• Work required: Your output must match the data word for word, with every line included.

[Recorded data]
————————

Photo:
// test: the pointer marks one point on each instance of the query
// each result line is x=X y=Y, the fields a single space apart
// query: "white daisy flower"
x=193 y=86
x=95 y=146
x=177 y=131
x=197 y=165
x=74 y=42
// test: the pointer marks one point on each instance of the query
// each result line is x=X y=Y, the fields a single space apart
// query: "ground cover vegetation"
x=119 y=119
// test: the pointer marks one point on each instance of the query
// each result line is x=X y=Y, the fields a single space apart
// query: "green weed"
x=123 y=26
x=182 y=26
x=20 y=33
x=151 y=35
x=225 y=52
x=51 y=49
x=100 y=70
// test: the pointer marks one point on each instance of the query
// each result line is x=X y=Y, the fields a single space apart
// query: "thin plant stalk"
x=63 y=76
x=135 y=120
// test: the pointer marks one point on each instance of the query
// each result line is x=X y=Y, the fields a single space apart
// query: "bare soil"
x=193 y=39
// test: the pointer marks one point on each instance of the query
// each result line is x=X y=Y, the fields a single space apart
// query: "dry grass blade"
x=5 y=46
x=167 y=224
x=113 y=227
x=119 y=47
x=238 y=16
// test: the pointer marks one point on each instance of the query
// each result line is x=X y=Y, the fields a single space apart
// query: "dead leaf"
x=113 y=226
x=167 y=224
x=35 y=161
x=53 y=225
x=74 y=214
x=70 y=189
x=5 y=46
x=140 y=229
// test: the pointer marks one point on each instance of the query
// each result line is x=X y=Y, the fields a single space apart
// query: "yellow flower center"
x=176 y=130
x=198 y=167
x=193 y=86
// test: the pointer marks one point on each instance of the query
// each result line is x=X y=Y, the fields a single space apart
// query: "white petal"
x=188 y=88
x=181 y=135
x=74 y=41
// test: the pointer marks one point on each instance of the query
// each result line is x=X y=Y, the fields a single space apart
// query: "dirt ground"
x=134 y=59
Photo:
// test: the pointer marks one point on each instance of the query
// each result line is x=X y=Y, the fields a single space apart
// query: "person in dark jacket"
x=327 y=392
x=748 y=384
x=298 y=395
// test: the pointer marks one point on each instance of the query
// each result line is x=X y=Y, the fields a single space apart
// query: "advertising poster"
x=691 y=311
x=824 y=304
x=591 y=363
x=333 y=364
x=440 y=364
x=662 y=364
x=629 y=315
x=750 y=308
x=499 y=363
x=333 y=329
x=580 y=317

————————

• Answer for the task:
Photo:
// test: the pointer marks one point on each instance of the query
// each result line is x=X y=Y, the fields a single space apart
// query: "white daisy flower"
x=193 y=86
x=95 y=146
x=177 y=131
x=197 y=165
x=74 y=42
// test: the pointer marks one point on each instance of the query
// each result line is x=X y=Y, the fields a single space apart
// query: "ground cover vegetation"
x=119 y=119
// test: the pointer marks one point on each instance of the query
// each result line is x=X y=Y, the fields a single space apart
// query: "green weed"
x=123 y=26
x=182 y=26
x=20 y=33
x=151 y=35
x=225 y=52
x=51 y=49
x=100 y=70
// test: the pointer marks one point on each instance of the query
// each result line is x=X y=Y, the fields a single space apart
// query: "thin plant stalk"
x=63 y=76
x=135 y=120
// test: the pointer marks one point on each instance of the query
// each result line is x=X y=Y, the fields a single space apart
// query: "bare soil"
x=193 y=39
// test: the pointer marks one point on each instance of the query
// each result line is x=X y=Y, the fields a single space apart
// query: "dry grass blade"
x=5 y=46
x=167 y=224
x=113 y=227
x=119 y=47
x=238 y=16
// test: the pointer marks one point on each instance of the query
// each result line is x=X y=Y, the fields a single space apart
// query: "dead leaf"
x=113 y=226
x=167 y=224
x=35 y=161
x=53 y=225
x=74 y=214
x=70 y=189
x=5 y=46
x=140 y=229
// test: the pointer marks one point on each instance of the query
// each result line is x=X y=Y, the fields a single space apart
// query: "yellow flower center"
x=176 y=130
x=198 y=167
x=193 y=86
// test: the pointer marks one point on each instance of the query
// each result line is x=X y=Y, the fields a single space apart
// query: "white petal"
x=188 y=88
x=181 y=135
x=74 y=41
// test: the pointer marks one point on each instance of the query
// each result line is x=X y=Y, the fields a single space apart
// query: "dirt ground"
x=134 y=59
Photo:
// test: the pointer marks one point on each instance of the query
// each result line is x=X y=Y, the fields a single space apart
// query: "person in dark jacket"
x=327 y=392
x=748 y=384
x=298 y=395
// test: the pointer marks one point on each instance of the query
// each result line is x=X y=Y, the fields a single space apart
// query: "advertising poster"
x=691 y=311
x=824 y=304
x=591 y=363
x=333 y=364
x=440 y=364
x=662 y=364
x=629 y=315
x=750 y=308
x=499 y=363
x=333 y=329
x=580 y=317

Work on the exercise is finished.